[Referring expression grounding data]

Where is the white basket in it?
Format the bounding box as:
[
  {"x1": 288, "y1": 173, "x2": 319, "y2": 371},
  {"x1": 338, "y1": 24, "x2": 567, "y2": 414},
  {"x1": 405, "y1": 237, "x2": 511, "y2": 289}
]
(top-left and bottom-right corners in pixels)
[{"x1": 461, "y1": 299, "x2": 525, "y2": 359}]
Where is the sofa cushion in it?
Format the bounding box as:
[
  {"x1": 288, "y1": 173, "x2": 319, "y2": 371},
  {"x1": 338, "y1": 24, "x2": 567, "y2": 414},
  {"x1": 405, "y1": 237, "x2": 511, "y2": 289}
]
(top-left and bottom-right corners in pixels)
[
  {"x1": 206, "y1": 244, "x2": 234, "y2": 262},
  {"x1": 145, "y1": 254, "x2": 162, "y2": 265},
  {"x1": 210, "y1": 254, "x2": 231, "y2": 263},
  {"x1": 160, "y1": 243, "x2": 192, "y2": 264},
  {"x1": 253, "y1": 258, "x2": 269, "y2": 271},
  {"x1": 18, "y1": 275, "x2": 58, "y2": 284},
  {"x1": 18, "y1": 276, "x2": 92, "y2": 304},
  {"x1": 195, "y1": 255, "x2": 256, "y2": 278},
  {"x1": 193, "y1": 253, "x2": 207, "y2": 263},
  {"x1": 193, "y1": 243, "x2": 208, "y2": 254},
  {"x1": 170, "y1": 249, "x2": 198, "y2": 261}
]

TRY IT
Copy out the data shown above without altering anything.

ANSWER SPACE
Where is the white basket in it?
Format the bounding box as:
[
  {"x1": 288, "y1": 173, "x2": 319, "y2": 371},
  {"x1": 338, "y1": 24, "x2": 567, "y2": 414},
  {"x1": 405, "y1": 237, "x2": 511, "y2": 289}
]
(top-left and bottom-right corners in pixels)
[{"x1": 461, "y1": 299, "x2": 525, "y2": 359}]
Where is the sofa cushion in it?
Format the bounding box as:
[
  {"x1": 288, "y1": 173, "x2": 319, "y2": 371},
  {"x1": 338, "y1": 24, "x2": 567, "y2": 414},
  {"x1": 405, "y1": 237, "x2": 511, "y2": 289}
]
(top-left and bottom-right corners in pixels)
[
  {"x1": 206, "y1": 244, "x2": 234, "y2": 262},
  {"x1": 145, "y1": 254, "x2": 162, "y2": 265},
  {"x1": 210, "y1": 254, "x2": 231, "y2": 263},
  {"x1": 160, "y1": 243, "x2": 192, "y2": 264},
  {"x1": 253, "y1": 258, "x2": 269, "y2": 271},
  {"x1": 18, "y1": 275, "x2": 58, "y2": 284},
  {"x1": 18, "y1": 276, "x2": 92, "y2": 304},
  {"x1": 195, "y1": 255, "x2": 256, "y2": 278},
  {"x1": 193, "y1": 253, "x2": 207, "y2": 263},
  {"x1": 193, "y1": 243, "x2": 208, "y2": 254},
  {"x1": 170, "y1": 249, "x2": 198, "y2": 261}
]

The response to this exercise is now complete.